# [THE PROBLEM]
Rewrite all of the records below, swapping every "Locate" for "Find" and changing nothing else. Leave the pictures out of your answer.

(Collected data)
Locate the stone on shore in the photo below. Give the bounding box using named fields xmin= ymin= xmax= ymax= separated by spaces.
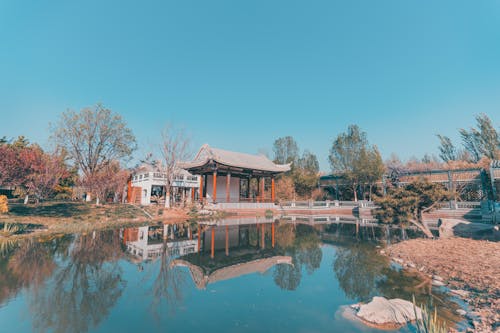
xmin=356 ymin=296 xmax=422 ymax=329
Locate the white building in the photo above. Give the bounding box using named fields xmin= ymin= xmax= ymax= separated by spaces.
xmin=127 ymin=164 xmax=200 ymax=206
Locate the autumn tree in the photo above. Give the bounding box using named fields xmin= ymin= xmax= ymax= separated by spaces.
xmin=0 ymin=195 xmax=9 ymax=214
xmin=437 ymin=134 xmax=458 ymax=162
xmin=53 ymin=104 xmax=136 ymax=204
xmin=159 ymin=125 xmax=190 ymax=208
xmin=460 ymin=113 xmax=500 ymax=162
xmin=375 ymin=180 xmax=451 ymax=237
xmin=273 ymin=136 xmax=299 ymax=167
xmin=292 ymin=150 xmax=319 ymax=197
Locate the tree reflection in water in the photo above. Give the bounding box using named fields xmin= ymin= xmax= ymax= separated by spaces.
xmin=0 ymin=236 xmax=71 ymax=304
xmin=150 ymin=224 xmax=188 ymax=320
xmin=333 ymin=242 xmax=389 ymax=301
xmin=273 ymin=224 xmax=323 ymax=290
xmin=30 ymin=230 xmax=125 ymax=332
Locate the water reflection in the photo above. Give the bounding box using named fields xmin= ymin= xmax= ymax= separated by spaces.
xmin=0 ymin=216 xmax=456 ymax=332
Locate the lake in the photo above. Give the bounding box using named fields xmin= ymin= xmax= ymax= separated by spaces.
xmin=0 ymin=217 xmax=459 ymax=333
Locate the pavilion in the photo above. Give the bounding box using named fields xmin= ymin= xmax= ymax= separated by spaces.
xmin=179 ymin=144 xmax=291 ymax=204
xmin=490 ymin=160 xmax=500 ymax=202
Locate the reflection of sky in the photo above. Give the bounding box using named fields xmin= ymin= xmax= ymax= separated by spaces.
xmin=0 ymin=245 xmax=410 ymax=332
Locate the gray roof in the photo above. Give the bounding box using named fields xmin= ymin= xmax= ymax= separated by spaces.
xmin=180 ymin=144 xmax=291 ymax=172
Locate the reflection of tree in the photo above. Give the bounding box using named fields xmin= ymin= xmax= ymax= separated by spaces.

# [CORRECT RESULT]
Find the stone on shore in the photo below. Give the bounding box using named fields xmin= ymin= xmax= ymax= separated by spaces.
xmin=356 ymin=296 xmax=422 ymax=329
Find the white building in the photo above. Give the bounding box using named fields xmin= ymin= xmax= ymax= separated by spaces.
xmin=127 ymin=164 xmax=200 ymax=206
Find the autumn tree in the photo above. Give the bounding box using named fields xmin= ymin= xmax= ymax= separated by spaces.
xmin=0 ymin=195 xmax=9 ymax=214
xmin=437 ymin=134 xmax=458 ymax=162
xmin=53 ymin=104 xmax=136 ymax=204
xmin=159 ymin=125 xmax=190 ymax=208
xmin=460 ymin=113 xmax=500 ymax=162
xmin=375 ymin=180 xmax=451 ymax=237
xmin=273 ymin=136 xmax=299 ymax=167
xmin=292 ymin=150 xmax=319 ymax=197
Find the tree reflection in water in the photo above. Give the bounding box using named fields xmin= ymin= xmax= ymax= separated by spaces.
xmin=0 ymin=236 xmax=71 ymax=304
xmin=150 ymin=224 xmax=188 ymax=320
xmin=333 ymin=242 xmax=389 ymax=301
xmin=273 ymin=224 xmax=323 ymax=290
xmin=30 ymin=230 xmax=125 ymax=332
Find the water reflection in the photo above. Give the bounding box using named fields xmin= ymin= xmax= ymax= separated by spaces.
xmin=0 ymin=216 xmax=456 ymax=332
Find the lake in the photo above. Give the bounding box using named fields xmin= ymin= xmax= ymax= separated by spaces.
xmin=0 ymin=217 xmax=459 ymax=333
Find the pavilion in the photo above. Give the bounding box using named fields xmin= ymin= xmax= ymax= separated by spaces.
xmin=179 ymin=144 xmax=291 ymax=204
xmin=490 ymin=160 xmax=500 ymax=202
Find the reflection of sky in the photo above. Give the bounding box using named fields xmin= ymin= xmax= ymax= separated by spaces.
xmin=0 ymin=245 xmax=410 ymax=332
Find the gray roof in the photo above. Give the bounding box using named fields xmin= ymin= xmax= ymax= separated by spaces.
xmin=180 ymin=144 xmax=291 ymax=172
Find the reflection of tree in the photo above. Give the bounding box using named fields xmin= ymin= xmax= ymax= separated by spaces.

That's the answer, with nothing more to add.